### Goal
Please copy word for word the passage of the SQL text below, starting with "Three languages-within-a-language offer" and going on through "your application program.".

### Excerpt provided
+ + + + + + +
Data Engineering with Avishkar: SQL

SQL is a special-purpose language designed for the creation and maintenance of data in relational databases.

Three languages-within-a-language offer everything you need to create, modify, maintain, and provide security for a relational database:

1. The Data Definition Language (DDL): The part of SQL that you use to create (completely define) a database, modify its structure, and destroy it when you no longer need it.

2. Data Manipulation Language (DML): DML Performs database maintenance.Using this powerful tool, you can specify what you want to do with the data in your database — enter it, change it, or extract it.

3. Data Control Language (DCL): DCL Protects your database from becoming corrupted. Used correctly, the DCL provides security for your database; the amount of protection depends on the implementation. If your implementation doesn’t provide sufficient protection, you must add that protection to your application program.

Creating tables
A database table is a two-dimensional array made up of rows and columns.
You can create a table by using the SQL CREATE TABLE command. Within the command, you specify the name and data type of each column.After you create a table, you can start loading it with data. (Loading data is a DML, not a DDL, function.) If requirements change, you can change a table’s structure by using the ALTER TABLE command. If a table outlives its usefulness or becomes obsolete, you can eliminate it with the DROP command. The various forms of the CREATE and ALTER commands, together with the DROP command, make up SQL’s DDL.

e.g.
CREATE TABLE CUSTOMER (
CustomerID INTEGER NOT NULL,
FirstName CHARACTER (15),
LastName CHARACTER (20) NOT NULL,
Street CHARACTER (25),
City CHARACTER (20),
State CHARACTER (2),
Zipcode INTEGER,
Phone CHARACTER (13) ) ;

The simplest use of the SELECT statement is to retrieve all the data in all the
rows of a specified table.

To do so, use the following syntax:

SELECT * FROM CUSTOMER ;

The asterisk (*) is a wildcard character that means everything. In this context,
the asterisk is a shorthand substitute for a listing of all the column names of the
CUSTOMER table. As a result of this statement, all the data in all the rows and
columns of the CUSTOMER table appear on-screen.

SELECT statements can be much more complicated than the statement in this
example. In fact, some SELECT statements can be so complicated that they’re
virtually indecipherable. This potential complexity is a result of the fact that
you can tack multiple modifying clauses onto the basic statement.

WHERE clause,

It is the most commonly used method to restrict the rows that a
SELECT statement returns.
A SELECT statement with a WHERE clause has the following general form:

SELECT column_list FROM table_name
WHERE condition ;

The following example shows a compound condition inside a SELECT
statement:

SELECT FirstName, LastName, Phone FROM CUSTOMER
WHERE State = ‘NH’
AND Status = ‘Active’ ;

This statement returns the names and phone numbers of all active customers
living in New Hampshire. The AND keyword means that for a row to qualify for
retrieval, that row must meet both conditions: State = ‘NH’ and Status =
‘Active’.
+ + + + + + +
### Records provided
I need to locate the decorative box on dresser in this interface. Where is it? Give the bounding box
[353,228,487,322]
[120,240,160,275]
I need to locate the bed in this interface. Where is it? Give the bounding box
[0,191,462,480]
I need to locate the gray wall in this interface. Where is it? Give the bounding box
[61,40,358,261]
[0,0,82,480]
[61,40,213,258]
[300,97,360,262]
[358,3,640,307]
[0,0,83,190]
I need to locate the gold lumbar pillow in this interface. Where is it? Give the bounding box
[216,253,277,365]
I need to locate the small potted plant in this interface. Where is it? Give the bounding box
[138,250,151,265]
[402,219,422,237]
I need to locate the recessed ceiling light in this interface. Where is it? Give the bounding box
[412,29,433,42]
+ + + + + + +
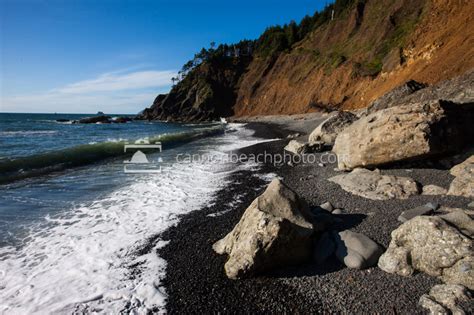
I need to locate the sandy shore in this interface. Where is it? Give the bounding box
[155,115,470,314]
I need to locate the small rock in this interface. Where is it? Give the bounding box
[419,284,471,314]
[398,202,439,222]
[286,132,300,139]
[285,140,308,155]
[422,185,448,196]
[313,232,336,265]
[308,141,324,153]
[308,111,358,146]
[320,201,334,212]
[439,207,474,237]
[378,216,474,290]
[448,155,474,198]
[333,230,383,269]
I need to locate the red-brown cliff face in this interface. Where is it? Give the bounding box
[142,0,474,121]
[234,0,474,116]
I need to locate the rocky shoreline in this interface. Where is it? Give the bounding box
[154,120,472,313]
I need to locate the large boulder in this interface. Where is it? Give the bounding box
+ + + + + + +
### Solution to this task
Three languages-within-a-language offer everything you need to create, modify, maintain, and provide security for a relational database:

1. The Data Definition Language (DDL): The part of SQL that you use to create (completely define) a database, modify its structure, and destroy it when you no longer need it.

2. Data Manipulation Language (DML): DML Performs database maintenance.Using this powerful tool, you can specify what you want to do with the data in your database — enter it, change it, or extract it.

3. Data Control Language (DCL): DCL Protects your database from becoming corrupted. Used correctly, the DCL provides security for your database; the amount of protection depends on the implementation. If your implementation doesn’t provide sufficient protection, you must add that protection to your application program.